Your answer must consist of one number: how many lines in the records contain "side".

══ Given entries

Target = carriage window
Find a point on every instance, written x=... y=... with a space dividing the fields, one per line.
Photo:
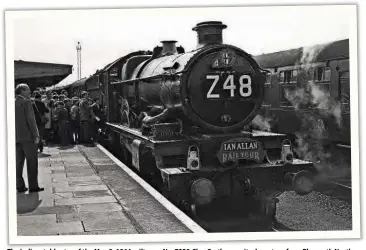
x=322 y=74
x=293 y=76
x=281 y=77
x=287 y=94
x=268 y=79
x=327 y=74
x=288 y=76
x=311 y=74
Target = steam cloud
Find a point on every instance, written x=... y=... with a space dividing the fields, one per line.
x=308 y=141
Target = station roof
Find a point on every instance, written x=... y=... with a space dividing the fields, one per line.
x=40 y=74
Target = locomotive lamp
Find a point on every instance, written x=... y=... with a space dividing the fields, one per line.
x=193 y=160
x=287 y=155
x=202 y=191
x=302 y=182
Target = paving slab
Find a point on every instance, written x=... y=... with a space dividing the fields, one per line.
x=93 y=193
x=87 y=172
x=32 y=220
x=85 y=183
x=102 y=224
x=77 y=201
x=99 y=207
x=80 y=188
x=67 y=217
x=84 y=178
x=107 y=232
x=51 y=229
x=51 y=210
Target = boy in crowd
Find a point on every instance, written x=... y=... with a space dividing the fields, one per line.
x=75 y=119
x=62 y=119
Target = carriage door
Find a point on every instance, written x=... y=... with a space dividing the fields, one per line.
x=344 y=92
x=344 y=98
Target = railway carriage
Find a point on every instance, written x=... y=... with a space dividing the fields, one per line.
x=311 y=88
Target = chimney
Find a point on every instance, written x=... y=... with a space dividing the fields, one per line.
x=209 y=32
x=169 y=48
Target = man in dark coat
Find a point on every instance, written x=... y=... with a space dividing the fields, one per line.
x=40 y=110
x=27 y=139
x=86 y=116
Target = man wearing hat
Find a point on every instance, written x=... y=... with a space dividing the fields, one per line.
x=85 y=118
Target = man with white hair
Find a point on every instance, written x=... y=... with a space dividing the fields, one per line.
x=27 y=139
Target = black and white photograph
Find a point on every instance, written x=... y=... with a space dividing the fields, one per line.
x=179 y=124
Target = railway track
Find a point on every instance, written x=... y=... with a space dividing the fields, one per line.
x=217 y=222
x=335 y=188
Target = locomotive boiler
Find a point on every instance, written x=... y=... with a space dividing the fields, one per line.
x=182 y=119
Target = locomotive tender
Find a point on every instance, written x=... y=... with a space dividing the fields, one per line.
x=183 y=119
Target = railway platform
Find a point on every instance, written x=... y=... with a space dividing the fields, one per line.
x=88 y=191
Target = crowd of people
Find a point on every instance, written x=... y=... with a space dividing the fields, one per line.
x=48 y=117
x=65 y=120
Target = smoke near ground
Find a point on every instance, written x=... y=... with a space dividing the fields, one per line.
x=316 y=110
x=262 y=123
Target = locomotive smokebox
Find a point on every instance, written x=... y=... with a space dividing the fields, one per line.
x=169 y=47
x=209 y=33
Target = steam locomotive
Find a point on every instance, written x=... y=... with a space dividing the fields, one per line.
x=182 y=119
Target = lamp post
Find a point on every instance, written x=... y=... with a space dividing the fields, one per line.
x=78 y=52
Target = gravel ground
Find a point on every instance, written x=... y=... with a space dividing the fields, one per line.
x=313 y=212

════
══ Given entries

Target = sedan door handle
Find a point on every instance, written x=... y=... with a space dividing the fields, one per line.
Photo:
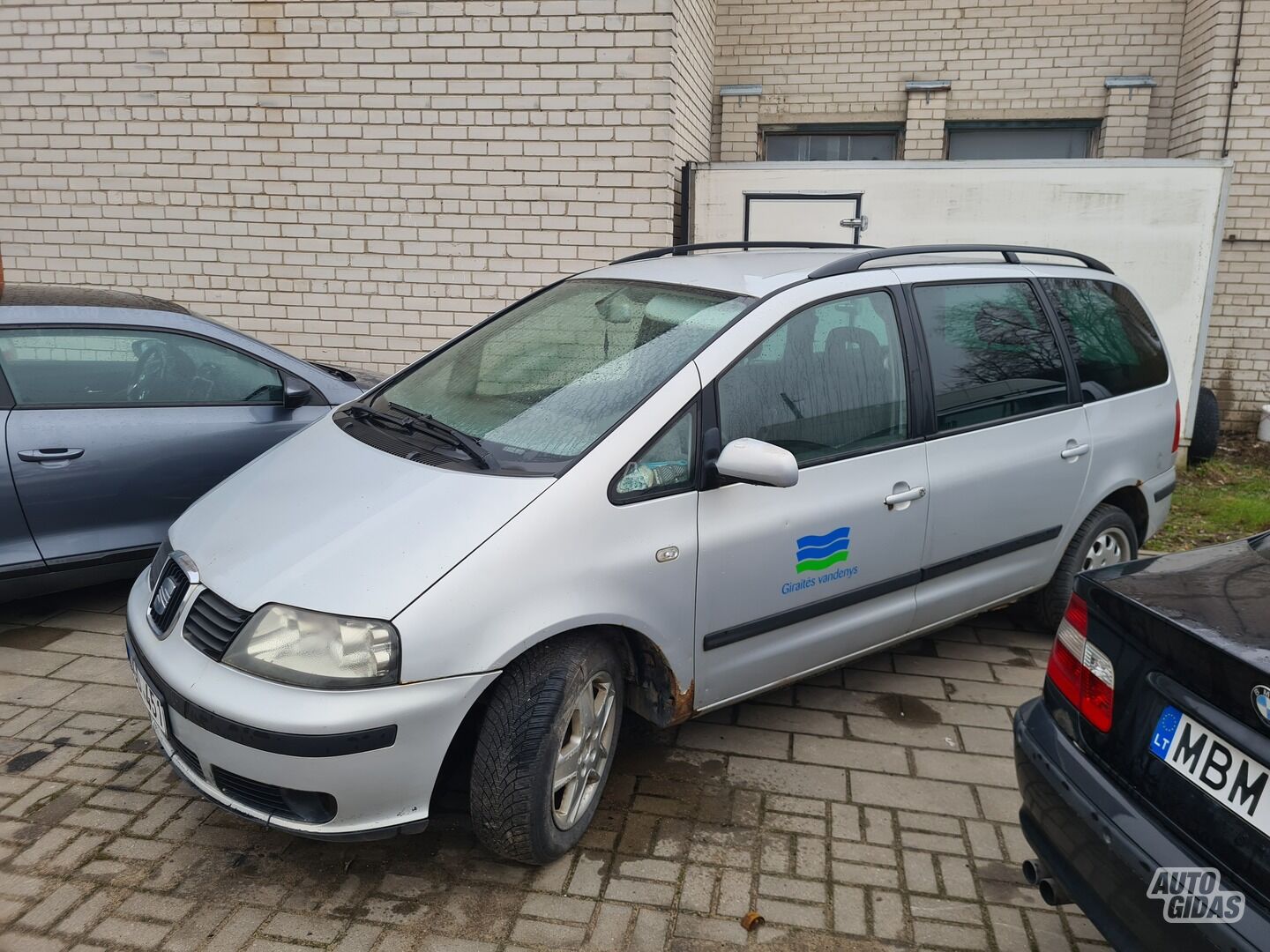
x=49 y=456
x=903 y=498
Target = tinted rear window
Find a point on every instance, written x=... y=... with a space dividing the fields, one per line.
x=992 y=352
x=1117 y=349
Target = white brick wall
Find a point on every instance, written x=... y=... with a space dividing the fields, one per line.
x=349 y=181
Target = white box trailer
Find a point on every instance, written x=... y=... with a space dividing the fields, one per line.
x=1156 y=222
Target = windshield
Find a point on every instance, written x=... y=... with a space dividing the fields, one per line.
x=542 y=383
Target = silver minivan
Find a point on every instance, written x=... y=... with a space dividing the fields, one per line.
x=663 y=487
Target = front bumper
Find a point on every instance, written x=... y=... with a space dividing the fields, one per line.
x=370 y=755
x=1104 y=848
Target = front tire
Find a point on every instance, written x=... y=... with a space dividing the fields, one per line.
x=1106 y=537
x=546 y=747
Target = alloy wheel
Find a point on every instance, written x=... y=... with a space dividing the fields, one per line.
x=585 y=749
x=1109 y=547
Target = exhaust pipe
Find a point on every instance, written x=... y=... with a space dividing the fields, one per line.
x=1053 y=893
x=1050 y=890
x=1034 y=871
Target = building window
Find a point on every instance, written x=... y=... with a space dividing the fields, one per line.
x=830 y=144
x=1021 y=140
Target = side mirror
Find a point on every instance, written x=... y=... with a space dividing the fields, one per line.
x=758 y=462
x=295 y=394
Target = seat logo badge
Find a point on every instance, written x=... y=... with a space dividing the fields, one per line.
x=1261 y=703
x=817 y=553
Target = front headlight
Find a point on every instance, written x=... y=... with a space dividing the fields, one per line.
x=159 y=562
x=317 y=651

════
══ Given entries

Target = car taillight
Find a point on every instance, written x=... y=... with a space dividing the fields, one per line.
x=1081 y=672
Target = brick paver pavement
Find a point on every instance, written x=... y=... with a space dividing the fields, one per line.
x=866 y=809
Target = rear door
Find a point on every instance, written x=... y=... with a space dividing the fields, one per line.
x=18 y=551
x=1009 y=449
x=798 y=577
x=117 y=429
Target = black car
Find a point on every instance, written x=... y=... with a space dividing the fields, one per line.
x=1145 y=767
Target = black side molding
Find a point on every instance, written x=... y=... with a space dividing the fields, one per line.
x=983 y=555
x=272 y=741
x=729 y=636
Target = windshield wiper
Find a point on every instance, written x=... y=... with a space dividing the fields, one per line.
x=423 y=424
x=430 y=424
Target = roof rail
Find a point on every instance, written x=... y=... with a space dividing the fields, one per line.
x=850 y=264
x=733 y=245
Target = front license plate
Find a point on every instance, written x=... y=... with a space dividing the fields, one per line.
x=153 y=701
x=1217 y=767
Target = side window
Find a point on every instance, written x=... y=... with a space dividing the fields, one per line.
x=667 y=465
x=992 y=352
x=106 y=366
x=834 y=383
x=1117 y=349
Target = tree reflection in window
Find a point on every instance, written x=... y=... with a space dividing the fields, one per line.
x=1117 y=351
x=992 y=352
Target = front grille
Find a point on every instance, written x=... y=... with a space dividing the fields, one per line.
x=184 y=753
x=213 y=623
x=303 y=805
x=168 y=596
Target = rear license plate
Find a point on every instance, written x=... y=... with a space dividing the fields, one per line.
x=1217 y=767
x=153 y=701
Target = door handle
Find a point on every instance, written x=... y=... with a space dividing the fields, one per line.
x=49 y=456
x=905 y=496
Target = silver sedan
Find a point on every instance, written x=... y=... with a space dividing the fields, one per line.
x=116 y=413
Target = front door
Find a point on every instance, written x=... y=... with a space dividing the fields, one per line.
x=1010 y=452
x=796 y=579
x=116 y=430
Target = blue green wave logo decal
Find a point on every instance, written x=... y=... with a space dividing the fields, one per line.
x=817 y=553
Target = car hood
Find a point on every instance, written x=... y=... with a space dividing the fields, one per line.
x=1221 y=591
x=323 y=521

════

▶ Task answer
3